# Start of DOCUMENT PASSAGE

Re: CPU excessively long times between frequency scaling driver calls - bisected

[Date Prev][Date Next][Thread Prev][Thread Next][Date Index][Thread Index]

 



On Thu, Mar 3, 2022 at 3:00 PM Doug Smythies <dsmythies@xxxxxxxxx> wrote:
> On Wed, Mar 2, 2022 at 11:01 AM Rafael J. Wysocki <rafael@xxxxxxxxxx> wrote:
> > On Wed, Mar 2, 2022 at 5:06 AM Doug Smythies <dsmythies@xxxxxxxxx> wrote:
> > > On Tue, Mar 1, 2022 at 9:34 AM Rafael J. Wysocki <rafael@xxxxxxxxxx> wrote:
> > > > On Tue, Mar 1, 2022 at 6:18 PM Doug Smythies <dsmythies@xxxxxxxxx> wrote:
> > > > > On Tue, Mar 1, 2022 at 3:58 AM Rafael J. Wysocki <rafael@xxxxxxxxxx> wrote:
> > > > > > On Tue, Mar 1, 2022 at 6:53 AM Feng Tang <feng.tang@xxxxxxxxx> wrote:
> > > > > > > On Mon, Feb 28, 2022 at 08:36:03PM +0100, Rafael J. Wysocki wrote:
> > > > > ...
> > > > > > > >
> > > > > > > > However, it was a bit racy, so maybe it's good that it was not complete.
> > > > > > > >
> > > > > > > > Below is a new version.
> > > > > > >
> > > > > > > Thanks for the new version. I just gave it a try,  and the occasional
> > > > > > > long delay of cpufreq auto-adjusting I have seen can not be reproduced
> > > > > > > after applying it.
> > > > > >
> > > > > > OK, thanks!
> > > > > >
> > > > > > I'll wait for feedback from Dough, though.
> > > > >
> > > > > Hi Rafael,
> > > > >
> > > > > Thank you for your version 2 patch.
> > > > > I screwed up an overnight test and will have to re-do it.

# End of DOCUMENT PASSAGE

EXERCISE TASK A:
In the stored data entries below, start at the first line and stop after the line that contains "551,0,798,896". Substitute "plain-text" for every occurrence of "natural-language" in those lines and leave everything else unchanged.

# Start of SOURCE MATERIAL

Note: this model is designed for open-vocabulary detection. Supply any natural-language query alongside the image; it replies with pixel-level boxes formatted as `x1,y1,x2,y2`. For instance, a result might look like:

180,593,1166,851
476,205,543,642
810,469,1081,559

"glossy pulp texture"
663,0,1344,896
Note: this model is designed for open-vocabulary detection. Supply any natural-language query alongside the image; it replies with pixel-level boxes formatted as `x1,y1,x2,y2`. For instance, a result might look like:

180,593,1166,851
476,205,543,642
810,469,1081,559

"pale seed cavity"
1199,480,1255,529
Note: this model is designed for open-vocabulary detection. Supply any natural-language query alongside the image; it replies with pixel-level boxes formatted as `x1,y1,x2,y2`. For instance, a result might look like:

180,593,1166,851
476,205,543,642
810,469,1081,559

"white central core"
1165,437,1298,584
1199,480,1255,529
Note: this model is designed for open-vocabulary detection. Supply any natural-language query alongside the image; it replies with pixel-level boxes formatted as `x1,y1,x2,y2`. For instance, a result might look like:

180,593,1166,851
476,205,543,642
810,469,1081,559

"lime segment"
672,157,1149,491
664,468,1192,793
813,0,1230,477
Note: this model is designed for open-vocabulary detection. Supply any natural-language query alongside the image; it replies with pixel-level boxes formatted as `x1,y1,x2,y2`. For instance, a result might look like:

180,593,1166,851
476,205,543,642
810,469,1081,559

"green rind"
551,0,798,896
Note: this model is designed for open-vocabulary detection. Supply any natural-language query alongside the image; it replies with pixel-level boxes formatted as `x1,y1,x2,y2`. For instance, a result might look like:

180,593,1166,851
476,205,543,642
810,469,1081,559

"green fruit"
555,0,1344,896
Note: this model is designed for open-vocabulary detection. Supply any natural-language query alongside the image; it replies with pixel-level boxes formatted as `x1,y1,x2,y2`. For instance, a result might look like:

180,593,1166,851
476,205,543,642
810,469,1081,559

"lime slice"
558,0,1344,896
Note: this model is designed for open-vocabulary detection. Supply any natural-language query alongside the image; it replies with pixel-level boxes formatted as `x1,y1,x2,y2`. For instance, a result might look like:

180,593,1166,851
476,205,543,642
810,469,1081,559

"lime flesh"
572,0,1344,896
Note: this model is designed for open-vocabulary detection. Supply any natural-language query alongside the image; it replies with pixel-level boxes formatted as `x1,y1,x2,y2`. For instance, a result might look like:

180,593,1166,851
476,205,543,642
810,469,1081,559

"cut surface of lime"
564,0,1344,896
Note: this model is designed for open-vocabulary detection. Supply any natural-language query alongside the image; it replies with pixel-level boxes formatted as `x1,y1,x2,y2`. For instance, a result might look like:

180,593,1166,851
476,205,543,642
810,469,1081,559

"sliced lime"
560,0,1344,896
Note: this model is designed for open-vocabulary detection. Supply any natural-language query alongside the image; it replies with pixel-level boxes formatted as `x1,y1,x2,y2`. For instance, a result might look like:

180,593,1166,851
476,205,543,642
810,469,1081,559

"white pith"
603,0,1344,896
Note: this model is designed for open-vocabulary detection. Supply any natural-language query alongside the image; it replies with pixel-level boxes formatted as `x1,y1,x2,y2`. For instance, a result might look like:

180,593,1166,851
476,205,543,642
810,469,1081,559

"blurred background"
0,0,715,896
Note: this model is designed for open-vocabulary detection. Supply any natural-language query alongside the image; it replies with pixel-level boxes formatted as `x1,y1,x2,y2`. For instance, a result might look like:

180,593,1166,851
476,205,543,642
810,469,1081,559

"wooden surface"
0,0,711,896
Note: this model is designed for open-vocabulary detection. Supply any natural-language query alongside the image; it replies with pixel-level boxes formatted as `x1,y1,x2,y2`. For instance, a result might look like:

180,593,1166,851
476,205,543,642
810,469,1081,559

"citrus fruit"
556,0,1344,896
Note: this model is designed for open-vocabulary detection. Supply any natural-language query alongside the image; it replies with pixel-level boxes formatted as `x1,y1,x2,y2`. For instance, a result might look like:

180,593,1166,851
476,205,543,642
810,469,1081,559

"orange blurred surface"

# End of SOURCE MATERIAL

EXERCISE TASK B:
Reproduce the full thread above about long delays between CPU frequency scaling driver calls, word for word.

WRITTEN RESPONSE A:
Note: this model is designed for open-vocabulary detection. Supply any plain-text query alongside the image; it replies with pixel-level boxes formatted as `x1,y1,x2,y2`. For instance, a result might look like:

180,593,1166,851
476,205,543,642
810,469,1081,559

"glossy pulp texture"
663,0,1344,896
Note: this model is designed for open-vocabulary detection. Supply any plain-text query alongside the image; it replies with pixel-level boxes formatted as `x1,y1,x2,y2`. For instance, a result might look like:

180,593,1166,851
476,205,543,642
810,469,1081,559

"pale seed cavity"
1199,480,1255,529
Note: this model is designed for open-vocabulary detection. Supply any plain-text query alongside the image; it replies with pixel-level boxes formatted as `x1,y1,x2,y2`. For instance, a result might look like:

180,593,1166,851
476,205,543,642
810,469,1081,559

"white central core"
1165,437,1298,584
1199,480,1255,529
Note: this model is designed for open-vocabulary detection. Supply any plain-text query alongside the image; it replies with pixel-level boxes formatted as `x1,y1,x2,y2`. For instance, a result might look like:

180,593,1166,851
476,205,543,642
810,469,1081,559

"lime segment"
672,157,1149,491
664,468,1192,793
813,0,1230,477
Note: this model is designed for open-vocabulary detection. Supply any plain-text query alongside the image; it replies with pixel-level boxes formatted as `x1,y1,x2,y2`. For instance, a result might look like:

180,593,1166,851
476,205,543,642
810,469,1081,559

"green rind"
551,0,798,896

WRITTEN RESPONSE B:
Re: CPU excessively long times between frequency scaling driver calls - bisected

[Date Prev][Date Next][Thread Prev][Thread Next][Date Index][Thread Index]

 



On Thu, Mar 3, 2022 at 3:00 PM Doug Smythies <dsmythies@xxxxxxxxx> wrote:
> On Wed, Mar 2, 2022 at 11:01 AM Rafael J. Wysocki <rafael@xxxxxxxxxx> wrote:
> > On Wed, Mar 2, 2022 at 5:06 AM Doug Smythies <dsmythies@xxxxxxxxx> wrote:
> > > On Tue, Mar 1, 2022 at 9:34 AM Rafael J. Wysocki <rafael@xxxxxxxxxx> wrote:
> > > > On Tue, Mar 1, 2022 at 6:18 PM Doug Smythies <dsmythies@xxxxxxxxx> wrote:
> > > > > On Tue, Mar 1, 2022 at 3:58 AM Rafael J. Wysocki <rafael@xxxxxxxxxx> wrote:
> > > > > > On Tue, Mar 1, 2022 at 6:53 AM Feng Tang <feng.tang@xxxxxxxxx> wrote:
> > > > > > > On Mon, Feb 28, 2022 at 08:36:03PM +0100, Rafael J. Wysocki wrote:
> > > > > ...
> > > > > > > >
> > > > > > > > However, it was a bit racy, so maybe it's good that it was not complete.
> > > > > > > >
> > > > > > > > Below is a new version.
> > > > > > >
> > > > > > > Thanks for the new version. I just gave it a try,  and the occasional
> > > > > > > long delay of cpufreq auto-adjusting I have seen can not be reproduced
> > > > > > > after applying it.
> > > > > >
> > > > > > OK, thanks!
> > > > > >
> > > > > > I'll wait for feedback from Dough, though.
> > > > >
> > > > > Hi Rafael,
> > > > >
> > > > > Thank you for your version 2 patch.
> > > > > I screwed up an overnight test and will have to re-do it.